### Records supplied:
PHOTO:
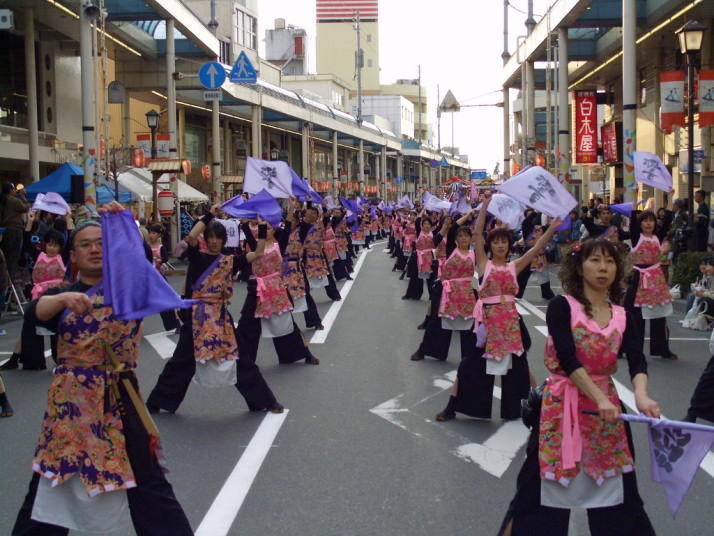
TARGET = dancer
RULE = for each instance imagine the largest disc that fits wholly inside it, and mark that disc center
(576, 460)
(648, 296)
(267, 307)
(453, 298)
(159, 257)
(502, 339)
(82, 480)
(419, 265)
(208, 339)
(49, 271)
(5, 407)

### What you have to do:
Can you output the records above as a two-column CSV with the header instruction,response and one row per record? Put each record's text in the instruction column and its answer in the response column, quote every field, replace line breaks with spaces, and leave out the pictures.

### Full solution:
instruction,response
"PHOTO: TARGET = dancer RULE = for each instance imagine the largest disc that fits wholly inside it, and mark that disc center","(576, 460) (648, 296) (267, 307) (453, 298) (159, 257) (502, 339) (82, 480) (419, 265) (208, 339) (49, 271) (5, 407)"